Box annotations for photos:
↓

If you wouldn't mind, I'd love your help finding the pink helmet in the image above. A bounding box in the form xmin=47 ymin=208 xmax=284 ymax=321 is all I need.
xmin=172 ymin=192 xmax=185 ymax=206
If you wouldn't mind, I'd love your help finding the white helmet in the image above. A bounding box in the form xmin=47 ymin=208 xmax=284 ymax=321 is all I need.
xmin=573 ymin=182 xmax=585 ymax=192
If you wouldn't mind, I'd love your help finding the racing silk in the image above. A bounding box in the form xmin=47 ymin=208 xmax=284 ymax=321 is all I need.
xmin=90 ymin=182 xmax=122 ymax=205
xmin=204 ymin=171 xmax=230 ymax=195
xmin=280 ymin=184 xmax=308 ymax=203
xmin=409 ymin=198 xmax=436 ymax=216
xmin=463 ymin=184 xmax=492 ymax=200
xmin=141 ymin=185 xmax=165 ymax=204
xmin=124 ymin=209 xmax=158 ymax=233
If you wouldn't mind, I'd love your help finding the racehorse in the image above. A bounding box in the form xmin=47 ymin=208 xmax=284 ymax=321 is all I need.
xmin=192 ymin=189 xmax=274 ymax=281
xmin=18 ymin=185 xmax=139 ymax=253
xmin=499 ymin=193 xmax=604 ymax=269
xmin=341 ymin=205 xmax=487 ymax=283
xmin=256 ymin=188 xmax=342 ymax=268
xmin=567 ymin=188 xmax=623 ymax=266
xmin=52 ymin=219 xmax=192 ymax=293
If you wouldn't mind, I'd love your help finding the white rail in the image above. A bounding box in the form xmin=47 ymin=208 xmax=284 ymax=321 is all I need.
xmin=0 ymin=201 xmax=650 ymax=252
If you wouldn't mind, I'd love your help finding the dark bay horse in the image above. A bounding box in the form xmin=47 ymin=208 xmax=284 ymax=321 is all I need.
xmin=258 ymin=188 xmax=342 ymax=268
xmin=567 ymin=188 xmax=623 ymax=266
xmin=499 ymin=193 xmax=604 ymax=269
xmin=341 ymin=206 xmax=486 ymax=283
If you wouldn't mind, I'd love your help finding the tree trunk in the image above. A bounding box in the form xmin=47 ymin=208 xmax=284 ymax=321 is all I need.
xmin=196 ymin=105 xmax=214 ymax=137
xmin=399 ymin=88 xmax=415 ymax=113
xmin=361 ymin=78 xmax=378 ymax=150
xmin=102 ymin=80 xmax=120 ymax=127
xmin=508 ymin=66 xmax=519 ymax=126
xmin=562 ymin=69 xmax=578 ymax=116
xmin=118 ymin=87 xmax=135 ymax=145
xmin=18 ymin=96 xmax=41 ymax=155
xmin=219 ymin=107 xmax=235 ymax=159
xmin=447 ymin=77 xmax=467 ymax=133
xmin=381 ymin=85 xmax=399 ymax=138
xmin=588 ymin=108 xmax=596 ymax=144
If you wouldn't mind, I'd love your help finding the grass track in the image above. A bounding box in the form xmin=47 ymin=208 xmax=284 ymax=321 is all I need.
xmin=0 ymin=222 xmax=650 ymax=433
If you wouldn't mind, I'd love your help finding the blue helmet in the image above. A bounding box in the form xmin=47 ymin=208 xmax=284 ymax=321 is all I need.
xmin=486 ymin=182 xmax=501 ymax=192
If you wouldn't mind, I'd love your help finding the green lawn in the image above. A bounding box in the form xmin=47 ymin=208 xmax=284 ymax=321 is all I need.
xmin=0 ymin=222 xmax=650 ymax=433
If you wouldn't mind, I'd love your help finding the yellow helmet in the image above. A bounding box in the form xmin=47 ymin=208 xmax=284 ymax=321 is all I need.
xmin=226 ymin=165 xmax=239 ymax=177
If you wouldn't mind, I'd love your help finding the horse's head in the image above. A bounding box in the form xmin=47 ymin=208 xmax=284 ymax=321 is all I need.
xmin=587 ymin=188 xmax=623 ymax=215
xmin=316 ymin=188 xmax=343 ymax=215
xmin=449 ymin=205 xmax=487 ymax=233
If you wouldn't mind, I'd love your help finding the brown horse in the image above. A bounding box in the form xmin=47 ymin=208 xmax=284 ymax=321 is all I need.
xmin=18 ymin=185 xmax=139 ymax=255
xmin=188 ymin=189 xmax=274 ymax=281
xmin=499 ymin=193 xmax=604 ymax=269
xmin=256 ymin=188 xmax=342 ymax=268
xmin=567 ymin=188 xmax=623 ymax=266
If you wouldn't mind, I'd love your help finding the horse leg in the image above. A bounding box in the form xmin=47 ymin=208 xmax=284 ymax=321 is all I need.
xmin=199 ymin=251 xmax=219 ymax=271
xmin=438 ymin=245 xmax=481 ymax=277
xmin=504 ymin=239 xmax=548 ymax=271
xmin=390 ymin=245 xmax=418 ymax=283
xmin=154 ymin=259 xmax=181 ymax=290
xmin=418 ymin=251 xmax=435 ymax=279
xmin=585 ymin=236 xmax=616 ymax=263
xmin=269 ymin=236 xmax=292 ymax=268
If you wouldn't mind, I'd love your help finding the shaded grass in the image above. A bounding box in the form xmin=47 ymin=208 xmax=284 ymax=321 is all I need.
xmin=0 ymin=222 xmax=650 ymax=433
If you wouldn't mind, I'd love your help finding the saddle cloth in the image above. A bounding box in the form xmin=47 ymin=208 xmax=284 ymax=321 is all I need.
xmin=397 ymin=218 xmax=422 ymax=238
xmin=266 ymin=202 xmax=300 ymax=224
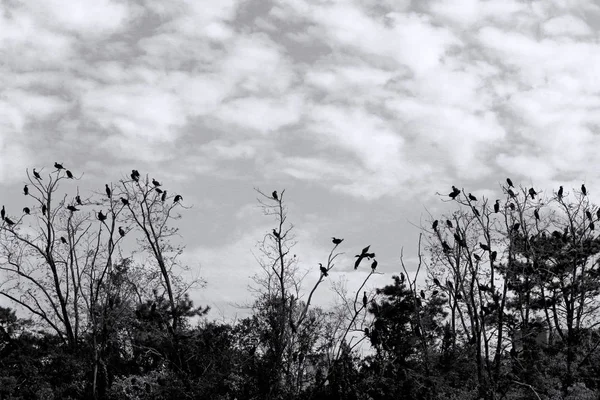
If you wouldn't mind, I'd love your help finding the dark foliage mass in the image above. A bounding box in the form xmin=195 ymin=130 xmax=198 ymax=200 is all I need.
xmin=0 ymin=170 xmax=600 ymax=400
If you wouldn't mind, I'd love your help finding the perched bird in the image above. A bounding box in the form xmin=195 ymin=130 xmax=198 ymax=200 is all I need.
xmin=354 ymin=245 xmax=371 ymax=269
xmin=331 ymin=237 xmax=344 ymax=246
xmin=442 ymin=240 xmax=452 ymax=253
xmin=529 ymin=188 xmax=537 ymax=200
xmin=319 ymin=263 xmax=329 ymax=276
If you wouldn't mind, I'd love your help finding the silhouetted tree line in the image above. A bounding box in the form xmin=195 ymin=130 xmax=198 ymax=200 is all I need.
xmin=0 ymin=170 xmax=600 ymax=400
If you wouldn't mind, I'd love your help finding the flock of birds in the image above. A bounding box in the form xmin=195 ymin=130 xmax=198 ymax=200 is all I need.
xmin=271 ymin=190 xmax=377 ymax=276
xmin=0 ymin=162 xmax=183 ymax=243
xmin=431 ymin=178 xmax=600 ymax=262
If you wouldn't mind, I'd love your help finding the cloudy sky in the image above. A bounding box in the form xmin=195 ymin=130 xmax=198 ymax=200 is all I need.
xmin=0 ymin=0 xmax=600 ymax=317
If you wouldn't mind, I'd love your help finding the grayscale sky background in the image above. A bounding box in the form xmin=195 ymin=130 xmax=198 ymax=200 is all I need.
xmin=0 ymin=0 xmax=600 ymax=318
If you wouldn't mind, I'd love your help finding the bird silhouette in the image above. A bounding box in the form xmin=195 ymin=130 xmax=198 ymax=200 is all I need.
xmin=319 ymin=263 xmax=329 ymax=276
xmin=529 ymin=188 xmax=537 ymax=200
xmin=354 ymin=245 xmax=371 ymax=269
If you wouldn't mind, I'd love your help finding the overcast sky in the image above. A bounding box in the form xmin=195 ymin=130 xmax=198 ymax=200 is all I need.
xmin=0 ymin=0 xmax=600 ymax=317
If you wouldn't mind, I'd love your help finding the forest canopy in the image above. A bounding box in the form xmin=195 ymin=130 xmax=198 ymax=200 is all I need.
xmin=0 ymin=167 xmax=600 ymax=400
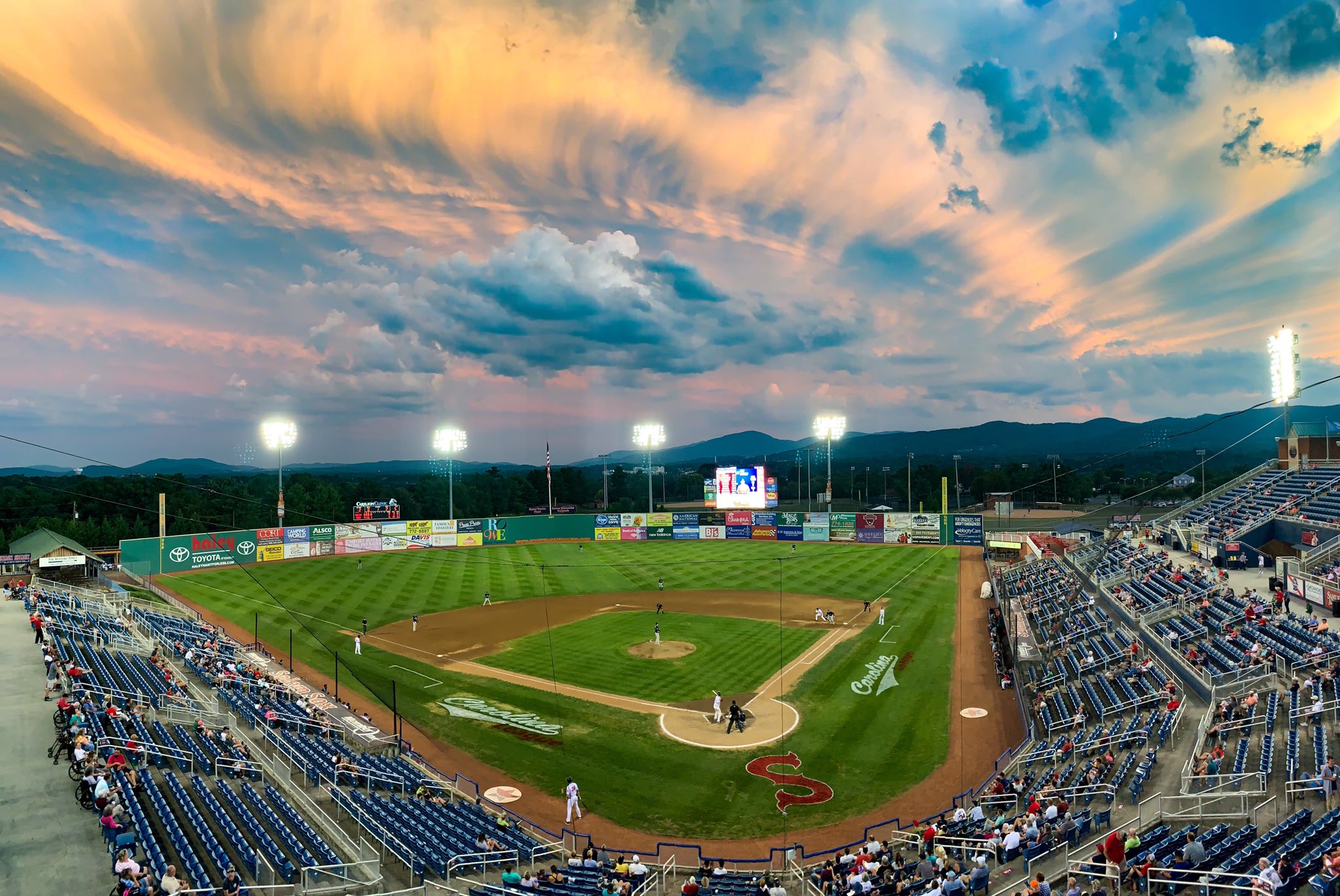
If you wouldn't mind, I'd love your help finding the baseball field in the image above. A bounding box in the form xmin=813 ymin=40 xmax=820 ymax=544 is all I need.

↑

Can you repeat the listing above word for word, omitting the pictures?

If you wouldn't mind, I'd love your help finding the pink helmet in the image above. A bounding box in the form xmin=47 ymin=208 xmax=284 ymax=321 is all I need.
xmin=172 ymin=192 xmax=185 ymax=206
If you wouldn't mind, I'd love your help finding the white helmet in the image above. A bounding box in the form xmin=47 ymin=208 xmax=284 ymax=321 is all I need.
xmin=573 ymin=182 xmax=585 ymax=192
If you wouldn't mind, I'd love your help finding the racing silk in the image above. A bounding box in the form xmin=47 ymin=208 xmax=284 ymax=321 is all I need.
xmin=90 ymin=182 xmax=122 ymax=205
xmin=204 ymin=171 xmax=230 ymax=195
xmin=280 ymin=184 xmax=308 ymax=203
xmin=409 ymin=198 xmax=436 ymax=216
xmin=463 ymin=184 xmax=492 ymax=200
xmin=141 ymin=185 xmax=165 ymax=204
xmin=124 ymin=209 xmax=158 ymax=233
If you wouldn't mind, I'd love your help finding the racehorse in the image above. A bounding box in the form xmin=47 ymin=208 xmax=284 ymax=321 is all I need.
xmin=192 ymin=189 xmax=274 ymax=281
xmin=18 ymin=185 xmax=139 ymax=253
xmin=499 ymin=193 xmax=604 ymax=269
xmin=341 ymin=205 xmax=487 ymax=283
xmin=256 ymin=188 xmax=342 ymax=268
xmin=567 ymin=188 xmax=623 ymax=266
xmin=52 ymin=219 xmax=192 ymax=293
If you wouldn't mind, I'd love your help finding the white rail in the image above. A bounding box in the form xmin=47 ymin=208 xmax=284 ymax=321 is all I need.
xmin=0 ymin=201 xmax=650 ymax=252
If you wouldn't mind, I'd love your help finding the dark bay horse in the image above. A bounding box in the form xmin=47 ymin=208 xmax=284 ymax=321 is all I need.
xmin=258 ymin=188 xmax=342 ymax=268
xmin=567 ymin=188 xmax=623 ymax=266
xmin=499 ymin=193 xmax=604 ymax=269
xmin=341 ymin=206 xmax=486 ymax=283
If you wouldn't mind, I'd love your help finding the tree trunk in the image above. A bounding box in the form xmin=47 ymin=208 xmax=284 ymax=321 is all I need.
xmin=196 ymin=105 xmax=214 ymax=137
xmin=399 ymin=88 xmax=415 ymax=113
xmin=361 ymin=78 xmax=378 ymax=150
xmin=102 ymin=80 xmax=120 ymax=127
xmin=508 ymin=66 xmax=519 ymax=126
xmin=562 ymin=69 xmax=578 ymax=116
xmin=118 ymin=87 xmax=135 ymax=145
xmin=18 ymin=96 xmax=41 ymax=155
xmin=219 ymin=107 xmax=235 ymax=159
xmin=447 ymin=77 xmax=467 ymax=133
xmin=381 ymin=85 xmax=399 ymax=138
xmin=588 ymin=108 xmax=596 ymax=144
If you wouldn't mind, I'd love your help finding the grass track in the image above. A bounding box in the form xmin=47 ymin=208 xmax=284 ymax=321 is all I need.
xmin=0 ymin=222 xmax=650 ymax=433
If you wouldn't mind, I'd love your help finding the blue helmet in the image above. A bounding box in the form xmin=47 ymin=208 xmax=284 ymax=321 is all I need.
xmin=486 ymin=182 xmax=501 ymax=192
If you wouldn't mind, I'd love your help finding the green lawn in the image above. A bounding box in the form xmin=47 ymin=208 xmax=284 ymax=321 is all I need.
xmin=0 ymin=222 xmax=650 ymax=433
If you wouldn't mind, I'd love your help finding the yellow helmet in the image above. A bounding box in the form xmin=47 ymin=208 xmax=284 ymax=321 is all I need.
xmin=226 ymin=165 xmax=239 ymax=177
If you wouldn't mind, I'd love your help finding the horse's head in the image above. A bounding box in the form xmin=47 ymin=208 xmax=284 ymax=321 is all I need.
xmin=587 ymin=188 xmax=623 ymax=215
xmin=316 ymin=188 xmax=343 ymax=215
xmin=449 ymin=205 xmax=487 ymax=233
If you wouldn't mind, I'd love your help finding the brown horse in the image above. A bounding box in the form xmin=47 ymin=208 xmax=284 ymax=321 is all I need.
xmin=18 ymin=185 xmax=139 ymax=255
xmin=188 ymin=189 xmax=274 ymax=281
xmin=499 ymin=193 xmax=604 ymax=269
xmin=256 ymin=188 xmax=342 ymax=268
xmin=567 ymin=188 xmax=623 ymax=266
If you wouldn't mind, I'd love your help finding the horse leg in the image above. A bounding box in the form xmin=47 ymin=208 xmax=284 ymax=321 is all I need.
xmin=199 ymin=251 xmax=219 ymax=271
xmin=438 ymin=245 xmax=481 ymax=277
xmin=504 ymin=239 xmax=548 ymax=271
xmin=390 ymin=245 xmax=418 ymax=283
xmin=154 ymin=259 xmax=181 ymax=290
xmin=418 ymin=251 xmax=435 ymax=279
xmin=585 ymin=236 xmax=616 ymax=263
xmin=269 ymin=236 xmax=292 ymax=268
If you wouldn't mind, I'd love your help finding the shaded grass in the image above. A bounding box in the form xmin=47 ymin=208 xmax=284 ymax=321 is all I need.
xmin=0 ymin=222 xmax=650 ymax=433
If you wouldn't mind, I'd love your help finding the saddle cloth in the image above. A bounding box in the form xmin=47 ymin=208 xmax=284 ymax=321 is all I need.
xmin=397 ymin=218 xmax=422 ymax=238
xmin=266 ymin=202 xmax=300 ymax=224
If you wouldn't mind, I'd love your help finding the dark foliage mass in the image above. A bounding box in the form xmin=195 ymin=130 xmax=198 ymax=200 is all I need.
xmin=0 ymin=170 xmax=600 ymax=400
If you wouldn't mind, I'd love your help finding the perched bird in the image above. A bounding box in the form xmin=195 ymin=130 xmax=198 ymax=200 is all I need.
xmin=354 ymin=245 xmax=371 ymax=269
xmin=331 ymin=237 xmax=344 ymax=246
xmin=442 ymin=240 xmax=452 ymax=253
xmin=529 ymin=188 xmax=537 ymax=200
xmin=319 ymin=263 xmax=329 ymax=276
If you wouldn't mind, I'd love your help finding the silhouetted tree line in the image above. A bounding box in the form xmin=195 ymin=130 xmax=198 ymax=200 is all I need.
xmin=0 ymin=170 xmax=600 ymax=400
If you wouldn't mind, I'd love your help finding the flock of birds in the image above. A bounding box in the form xmin=195 ymin=130 xmax=198 ymax=200 is all I need.
xmin=271 ymin=190 xmax=377 ymax=276
xmin=0 ymin=162 xmax=183 ymax=243
xmin=431 ymin=178 xmax=600 ymax=262
If you wouldn't mind, I'd love your help finding the cloudy sky in the image above. A bounding box in the form xmin=195 ymin=130 xmax=198 ymax=200 is all I need.
xmin=0 ymin=0 xmax=600 ymax=317
If you wouldn't mind, I'd love your help finding the grayscale sky background in the image above. A bounding box in the form xmin=195 ymin=130 xmax=198 ymax=200 is all I need.
xmin=0 ymin=0 xmax=600 ymax=318
If you wouldn't mind, I'd love your help finding the bird silhouette in the image above. A bounding box in the form xmin=195 ymin=130 xmax=198 ymax=200 is all I need.
xmin=319 ymin=263 xmax=329 ymax=276
xmin=529 ymin=188 xmax=537 ymax=200
xmin=354 ymin=245 xmax=371 ymax=269
If you wouldn't mind, I'd love your help finding the overcast sky in the image above. A bounding box in the form xmin=195 ymin=130 xmax=198 ymax=200 is all I need.
xmin=0 ymin=0 xmax=600 ymax=317
If you wouldn't mind, I'd love your help finding the forest canopy in the image above. A bounding box in the form xmin=195 ymin=130 xmax=198 ymax=200 is all I need.
xmin=0 ymin=167 xmax=600 ymax=400
If you wouldn't mind, I'd love your help finding the baseball field in the image above. A bounding box in the form xmin=813 ymin=40 xmax=820 ymax=544 is all I need.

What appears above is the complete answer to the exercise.